◆ Exercise
Write out the passage on Brexit and UK food security word for word, from "The report makes" up to and including "future trade deals.".

◆ Provided passage
It highlights the significant risks to food flows into the UK, concluding that

 

· Failure to keep food central to Brexit negotiations could have a catastrophic impact on our food security, and on those whose jobs rely on the food industry.

 

· UK food resilience is fragile and dependent on just-in-time delivery systems that could quickly grind to a halt if border controls were re-imposed.

 

· The Government seems ambiguous at best on the question of migrant workers and how essential they are to the current working of the UK food system.

 

· The UK's current approach is imbalanced, with the specific needs of Wales, Scotland, and Northern Ireland, whose economies are highly food-dependent, being repeatedly side lined.

 

The report also shines a light on the Government's contingency plans to suspend the UK's food regulations and standards to maintain food imports in the event of a "no deal".

 

Although the report welcomes the Chequers agreement as a step forward, it outlines the Government's fundamental mistake in aiming for alignment only for farming and manufacturing, but not for retail or food service. This stance injects a fault-line into the UK food system between production and service sectors, and puts thousands of jobs at risk, with food services being by far the largest source of employment in the entire UK food chain.

 

Feeding Britain also argues that an additional, unnecessary risk is being created by the Food Standards Agency's decision to press ahead with major reform of UK food safety regulation, at a time when a stable regulatory regime should be in place as the basis of trade and Brexit negotiations. The paper provides a detailed analysis of the significance of the Regulating Our Future (ROF) reforms being undertaken by the Food Standards Agency.

 

The report makes 15 key recommendations to Government, industry, academics, and civil society, including:

 

  • The Government should initiate a Sustainable Food Security Strategy as an immediate priority.

 

  • The Government should publish thorough Brexit impact studies on the UK's agricultural and food system, and ensure that high food standards remain at the heart of any future trade deals.

 

  • There must be a firm commitment to avoiding a "no deal" Brexit that would undermine Britain's food security.

 

  • The Government should recasting the proposed Agriculture Bill as a Sustainable Food Bill to provide a new legislative framework for the food system as a whole.

 

  • The Food Standards Agency (FSA) must rethink the Regulating Our Future programme, unless it is able to provide clarification to the points raised in the report, or it should suspend ROF introduction until after Brexit.

 

  • The Department of Health and Social Care should take more of an active oversight role over the FSA, which should not be transferred to the Department for Environment Food and Rural Affairs, to maintain the FSA's independence from vested interests.

Dataset excerpts about pointing at objects
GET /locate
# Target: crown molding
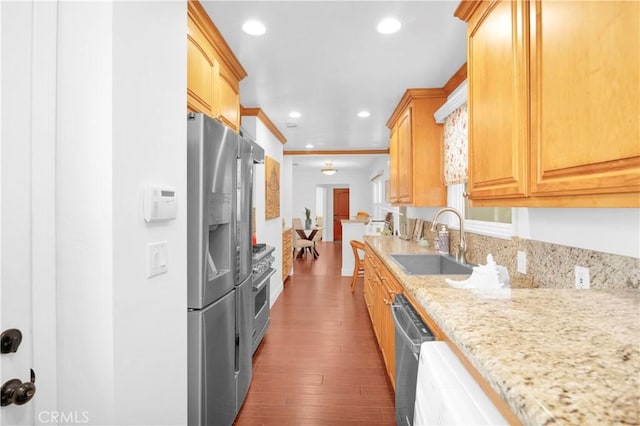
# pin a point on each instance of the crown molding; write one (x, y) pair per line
(339, 152)
(259, 113)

◆ Written answer
The report makes 15 key recommendations to Government, industry, academics, and civil society, including:

 

  • The Government should initiate a Sustainable Food Security Strategy as an immediate priority.

 

  • The Government should publish thorough Brexit impact studies on the UK's agricultural and food system, and ensure that high food standards remain at the heart of any future trade deals.